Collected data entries
•••

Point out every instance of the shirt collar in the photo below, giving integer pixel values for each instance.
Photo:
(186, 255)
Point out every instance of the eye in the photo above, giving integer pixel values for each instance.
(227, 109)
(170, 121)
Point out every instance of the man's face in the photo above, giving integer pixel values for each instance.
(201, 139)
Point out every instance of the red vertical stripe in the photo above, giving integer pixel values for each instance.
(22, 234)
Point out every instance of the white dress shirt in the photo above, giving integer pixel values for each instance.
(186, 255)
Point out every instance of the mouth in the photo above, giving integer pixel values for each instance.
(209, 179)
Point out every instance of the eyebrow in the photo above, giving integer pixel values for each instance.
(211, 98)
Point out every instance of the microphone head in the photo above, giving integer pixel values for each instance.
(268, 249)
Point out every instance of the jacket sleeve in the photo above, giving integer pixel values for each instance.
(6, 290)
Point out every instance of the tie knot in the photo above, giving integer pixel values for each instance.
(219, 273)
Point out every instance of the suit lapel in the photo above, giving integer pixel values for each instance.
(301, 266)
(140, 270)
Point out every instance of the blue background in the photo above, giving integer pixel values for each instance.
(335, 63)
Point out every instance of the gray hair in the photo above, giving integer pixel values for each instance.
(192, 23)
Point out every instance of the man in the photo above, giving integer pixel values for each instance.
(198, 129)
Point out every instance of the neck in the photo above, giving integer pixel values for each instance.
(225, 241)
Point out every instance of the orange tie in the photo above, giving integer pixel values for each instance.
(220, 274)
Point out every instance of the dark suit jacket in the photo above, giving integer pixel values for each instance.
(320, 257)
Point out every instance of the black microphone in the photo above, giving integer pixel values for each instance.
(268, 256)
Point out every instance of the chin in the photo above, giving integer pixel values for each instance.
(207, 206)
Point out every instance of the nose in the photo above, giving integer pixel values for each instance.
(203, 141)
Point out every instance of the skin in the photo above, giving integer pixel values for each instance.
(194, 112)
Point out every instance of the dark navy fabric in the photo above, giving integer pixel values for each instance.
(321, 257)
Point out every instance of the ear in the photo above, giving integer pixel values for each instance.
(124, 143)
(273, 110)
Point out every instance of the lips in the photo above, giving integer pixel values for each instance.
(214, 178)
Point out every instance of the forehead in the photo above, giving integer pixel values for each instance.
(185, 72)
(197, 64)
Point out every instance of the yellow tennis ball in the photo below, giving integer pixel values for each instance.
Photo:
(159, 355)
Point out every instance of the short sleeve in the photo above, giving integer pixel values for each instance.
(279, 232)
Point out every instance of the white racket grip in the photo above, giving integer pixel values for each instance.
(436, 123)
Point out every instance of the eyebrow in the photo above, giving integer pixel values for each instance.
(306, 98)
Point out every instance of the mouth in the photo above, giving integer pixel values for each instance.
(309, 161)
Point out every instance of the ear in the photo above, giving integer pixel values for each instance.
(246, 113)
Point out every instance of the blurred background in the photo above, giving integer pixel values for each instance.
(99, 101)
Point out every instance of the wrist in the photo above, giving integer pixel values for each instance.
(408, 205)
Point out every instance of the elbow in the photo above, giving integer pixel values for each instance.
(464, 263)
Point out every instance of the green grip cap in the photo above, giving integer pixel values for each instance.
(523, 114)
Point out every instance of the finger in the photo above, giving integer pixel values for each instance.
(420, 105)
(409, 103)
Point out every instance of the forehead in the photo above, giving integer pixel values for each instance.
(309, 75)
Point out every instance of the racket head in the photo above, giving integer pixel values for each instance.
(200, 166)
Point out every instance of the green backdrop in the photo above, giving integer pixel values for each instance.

•••

WHAT TO PRODUCE
Scan the data above for the string "below" and copy each line where it appears.

RESPONSE AREA
Point out every instance of the shirt collar in the photo below, giving integer pixel values for each instance.
Point out every instance of the yellow tennis ball in the photo below, giving integer pixel values for each instance.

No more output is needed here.